= SUPPLIED MATERIAL =
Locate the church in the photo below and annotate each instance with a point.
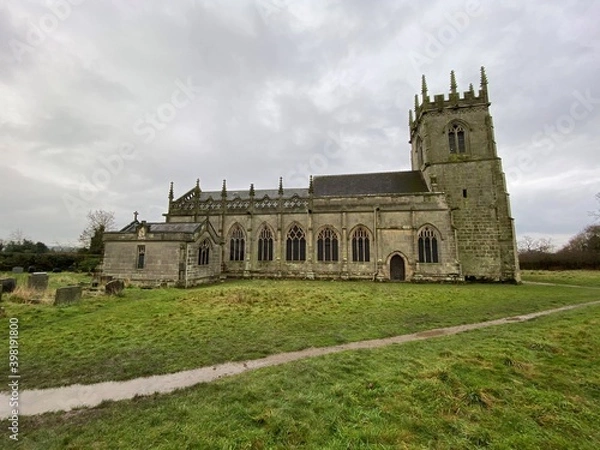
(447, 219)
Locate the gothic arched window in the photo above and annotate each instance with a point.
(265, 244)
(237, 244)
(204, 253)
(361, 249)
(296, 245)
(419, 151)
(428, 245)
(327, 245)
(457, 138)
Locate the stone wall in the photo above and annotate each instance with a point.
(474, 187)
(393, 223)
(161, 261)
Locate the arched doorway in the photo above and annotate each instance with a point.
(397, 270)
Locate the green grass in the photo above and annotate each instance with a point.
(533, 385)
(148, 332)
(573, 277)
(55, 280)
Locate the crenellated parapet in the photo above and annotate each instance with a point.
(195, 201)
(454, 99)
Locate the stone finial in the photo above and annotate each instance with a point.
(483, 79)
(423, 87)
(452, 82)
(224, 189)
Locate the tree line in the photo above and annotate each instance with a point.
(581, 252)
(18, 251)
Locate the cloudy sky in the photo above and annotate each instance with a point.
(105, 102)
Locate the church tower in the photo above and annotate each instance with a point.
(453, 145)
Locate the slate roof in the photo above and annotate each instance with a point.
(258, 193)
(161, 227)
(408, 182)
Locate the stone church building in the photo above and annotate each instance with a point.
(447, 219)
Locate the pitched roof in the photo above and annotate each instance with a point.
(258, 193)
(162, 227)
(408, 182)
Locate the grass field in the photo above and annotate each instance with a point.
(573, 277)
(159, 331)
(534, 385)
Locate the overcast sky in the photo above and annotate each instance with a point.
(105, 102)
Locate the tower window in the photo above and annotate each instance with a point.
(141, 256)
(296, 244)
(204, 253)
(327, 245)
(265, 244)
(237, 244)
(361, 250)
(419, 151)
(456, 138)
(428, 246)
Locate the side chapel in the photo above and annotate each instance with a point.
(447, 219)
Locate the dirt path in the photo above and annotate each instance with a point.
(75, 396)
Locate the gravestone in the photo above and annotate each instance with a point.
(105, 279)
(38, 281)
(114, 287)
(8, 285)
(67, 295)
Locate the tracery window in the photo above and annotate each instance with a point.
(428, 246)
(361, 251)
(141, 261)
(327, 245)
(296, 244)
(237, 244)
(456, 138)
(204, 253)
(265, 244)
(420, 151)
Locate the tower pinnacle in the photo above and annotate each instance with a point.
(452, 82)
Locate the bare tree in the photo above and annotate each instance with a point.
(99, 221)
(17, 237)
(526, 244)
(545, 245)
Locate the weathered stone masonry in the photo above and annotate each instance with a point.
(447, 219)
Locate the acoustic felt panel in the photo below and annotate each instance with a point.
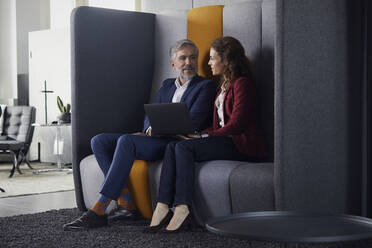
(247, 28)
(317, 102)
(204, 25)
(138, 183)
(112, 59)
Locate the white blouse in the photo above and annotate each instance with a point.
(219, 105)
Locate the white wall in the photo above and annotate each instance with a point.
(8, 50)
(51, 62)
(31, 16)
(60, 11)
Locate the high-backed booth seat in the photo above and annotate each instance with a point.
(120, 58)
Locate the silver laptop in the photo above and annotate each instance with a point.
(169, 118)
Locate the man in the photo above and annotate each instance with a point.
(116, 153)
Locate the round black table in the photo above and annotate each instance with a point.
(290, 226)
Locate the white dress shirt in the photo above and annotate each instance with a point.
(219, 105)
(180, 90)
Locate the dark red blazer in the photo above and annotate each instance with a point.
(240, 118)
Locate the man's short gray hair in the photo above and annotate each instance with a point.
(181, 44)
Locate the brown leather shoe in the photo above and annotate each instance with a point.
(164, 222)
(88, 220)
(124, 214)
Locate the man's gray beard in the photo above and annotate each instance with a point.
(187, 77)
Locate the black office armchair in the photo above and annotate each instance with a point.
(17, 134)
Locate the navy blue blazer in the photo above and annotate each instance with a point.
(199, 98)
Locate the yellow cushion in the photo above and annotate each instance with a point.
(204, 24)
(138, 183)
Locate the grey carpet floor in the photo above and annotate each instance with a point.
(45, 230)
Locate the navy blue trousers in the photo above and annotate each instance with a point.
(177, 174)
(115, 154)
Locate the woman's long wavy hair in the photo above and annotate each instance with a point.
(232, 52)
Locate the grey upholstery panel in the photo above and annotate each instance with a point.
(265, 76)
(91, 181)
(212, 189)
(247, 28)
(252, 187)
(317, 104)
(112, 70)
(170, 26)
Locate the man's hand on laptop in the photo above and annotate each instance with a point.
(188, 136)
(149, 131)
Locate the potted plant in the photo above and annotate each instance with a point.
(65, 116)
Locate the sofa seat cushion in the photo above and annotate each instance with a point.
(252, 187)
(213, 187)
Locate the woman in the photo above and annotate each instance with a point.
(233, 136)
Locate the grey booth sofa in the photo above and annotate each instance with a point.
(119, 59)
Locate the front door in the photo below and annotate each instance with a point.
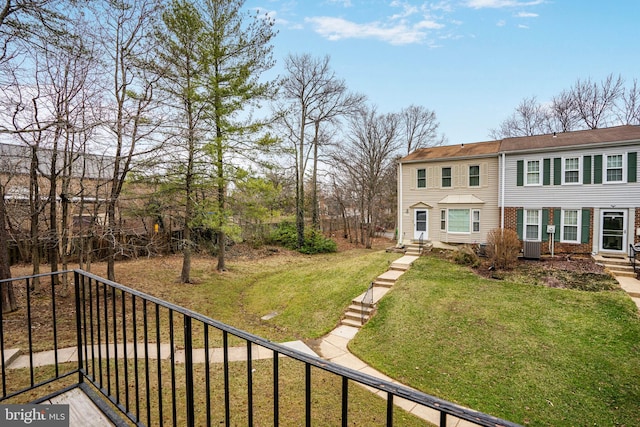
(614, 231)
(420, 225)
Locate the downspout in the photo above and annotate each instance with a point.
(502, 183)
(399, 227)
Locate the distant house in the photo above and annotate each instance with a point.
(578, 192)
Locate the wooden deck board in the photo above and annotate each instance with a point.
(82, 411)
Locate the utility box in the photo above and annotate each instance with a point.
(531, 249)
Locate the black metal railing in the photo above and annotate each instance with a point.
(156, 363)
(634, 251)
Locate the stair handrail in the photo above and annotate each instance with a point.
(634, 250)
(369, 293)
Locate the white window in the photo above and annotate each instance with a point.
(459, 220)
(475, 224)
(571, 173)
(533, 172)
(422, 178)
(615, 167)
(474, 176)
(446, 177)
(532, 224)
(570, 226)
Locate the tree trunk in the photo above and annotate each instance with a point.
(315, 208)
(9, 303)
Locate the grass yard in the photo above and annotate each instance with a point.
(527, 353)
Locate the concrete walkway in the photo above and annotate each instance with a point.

= PROBLEM TO SOLVE =
Write every entry out again exactly, dropping the pictures.

= RESULT OF THIS EXERCISE =
Locate the church in the photo below and annotate each instance with a point.
(447, 219)
Locate the gothic arched window in the photo above and annotate each instance with a point.
(265, 244)
(237, 244)
(204, 253)
(361, 249)
(296, 245)
(419, 151)
(428, 245)
(327, 245)
(457, 138)
Locate the stone wall in the photo above and annotate each instance with a point.
(474, 187)
(393, 223)
(161, 261)
Locate the arched doorway in the photo above and annotate each instance with a point.
(397, 270)
Locate the green grass in the photo above and annotate each instance with a point.
(533, 385)
(148, 332)
(573, 277)
(55, 280)
Locate the crenellated parapet in the photo above and annotate each instance with a point.
(195, 201)
(454, 99)
Locate the stone finial in the photo above and annotate each instance with a point.
(483, 79)
(423, 87)
(452, 82)
(224, 189)
Locate the tree line in the photo above and annotate each instance with a point.
(581, 252)
(18, 251)
Locate the cloudy sky in the photo above and annotate each instance with a point.
(105, 102)
Locate the church tower in the photo above and annotate each instance with a point.
(453, 145)
Locate the slate roof in the photo above and annotate each instance with a point.
(258, 193)
(161, 227)
(408, 182)
Locate the stone church building in the photo above and annotate each instance with a point.
(447, 219)
Locate the pitched roof in the photo above and annotate each instance with a point.
(258, 193)
(162, 227)
(408, 182)
Locate the grass field in the photo above and annotate each instance with a point.
(573, 277)
(159, 331)
(534, 385)
Locate the overcast sky in the photo above and annotate each instance with a point.
(105, 102)
Locate the tower window in the photo above and annotate each instance with a point.
(141, 256)
(296, 244)
(204, 253)
(327, 245)
(265, 244)
(237, 244)
(361, 250)
(419, 151)
(456, 138)
(428, 246)
Locate the side chapel in the photo above and annotate each instance with a point.
(447, 219)
Locate the dirt path in the photo above and annotate each instance with a point.
(75, 396)
Locate the gravestone in the photo above and annotate each instance with a point.
(105, 279)
(38, 281)
(114, 287)
(8, 285)
(67, 295)
Locate the tracery window in the photo above and annotate each instance with a point.
(428, 246)
(361, 251)
(141, 261)
(327, 245)
(296, 244)
(237, 244)
(456, 138)
(204, 253)
(265, 244)
(420, 151)
Locate the tower pinnacle in the photo above and annotate each instance with a point.
(452, 82)
Locate the bare tree in the photo above and annotate each instance with a point.
(99, 221)
(17, 237)
(526, 244)
(545, 245)
Locate the weathered stone masonry in the photo above and annotate each instance with a point.
(447, 219)
Locate the acoustic felt panel in the photo below and annotate each instance with a point.
(247, 28)
(317, 102)
(204, 25)
(138, 183)
(112, 59)
Locate the white blouse in the photo above and annotate each instance with a point.
(219, 105)
Locate the white wall in the photo above and annotate each instance with a point.
(8, 50)
(51, 62)
(31, 16)
(60, 11)
Locate the high-backed booth seat in the photo above and annotate each instance with a point.
(120, 58)
Locate the silver laptop in the photo above and annotate each instance with a point.
(169, 118)
Locate the man in the photo above and annotate each instance with a point.
(116, 153)
Locate the round black table in the photo above and annotate each instance with a point.
(290, 226)
Locate the white dress shirt in the photo above and annotate each instance with a point.
(219, 105)
(180, 90)
Locate the dark red blazer in the photo above and annotate each instance with a point.
(240, 118)
Locate the man's short gray hair in the photo above and annotate each instance with a point.
(181, 44)
Locate the brown leather shoe in the photo above and annotate each instance with a point.
(164, 222)
(88, 220)
(124, 214)
Locate the man's gray beard in the photo above and annotate each instance with a point.
(187, 77)
Locate the black office armchair in the photo above and annotate each instance with a point.
(17, 134)
Locate the navy blue blazer in the photo above and annotate each instance with a point.
(199, 98)
Locate the yellow cushion in the photo above and annotate each instance with a point.
(204, 24)
(138, 183)
Locate the grey carpet floor in the photo above and annotate each instance with a point.
(45, 230)
Locate the navy blue trousers in the photo above and annotate each instance with a point.
(177, 174)
(115, 154)
Locate the woman's long wavy hair in the photo above and annotate each instance with a point.
(232, 52)
Locate the grey upholstery panel in the photo above and annotate each instance with a point.
(265, 76)
(91, 181)
(212, 189)
(247, 28)
(252, 187)
(317, 104)
(112, 70)
(170, 26)
Locate the man's hand on laptop in the photo above and annotate each instance with a point.
(188, 136)
(149, 131)
Locate the potted plant in the photo above and annotate each instance with a point.
(65, 116)
Locate the sofa seat cushion in the photo above and annotate each instance with a point.
(252, 187)
(213, 187)
Locate the woman in the photo above and annotate each instance with a point.
(233, 136)
Locate the grey booth sofa in the photo above and annotate each instance with a point.
(119, 59)
Locate the front door in the photo below and annotate each instance with a point.
(614, 231)
(420, 225)
Locate the downspout in the photo above and annotate each instance with a point.
(502, 183)
(399, 227)
Locate the distant house in the photo above and annotate each instance with a point.
(578, 192)
Locate the wooden deck board in the photo above and annotate each instance with a point.
(82, 411)
Locate the utility box in the photo above and annotate each instance with a point.
(531, 249)
Locate the black metal railing in the photo above and annotate each instance with a point.
(156, 363)
(634, 251)
Locate the stair handrail in the photo above and annotate each instance with a point.
(634, 250)
(369, 293)
Locate the white window in the photo above and annotate each instance with a point.
(459, 220)
(475, 224)
(571, 173)
(533, 172)
(422, 178)
(615, 167)
(474, 176)
(446, 177)
(532, 224)
(570, 226)
Locate the tree trunk in the photo above and annotate each instance with a point.
(315, 208)
(9, 303)
Locate the grass yard in the photo above and annotate each instance with a point.
(527, 353)
Locate the concrete walkway in the photo above and annotate each instance with a point.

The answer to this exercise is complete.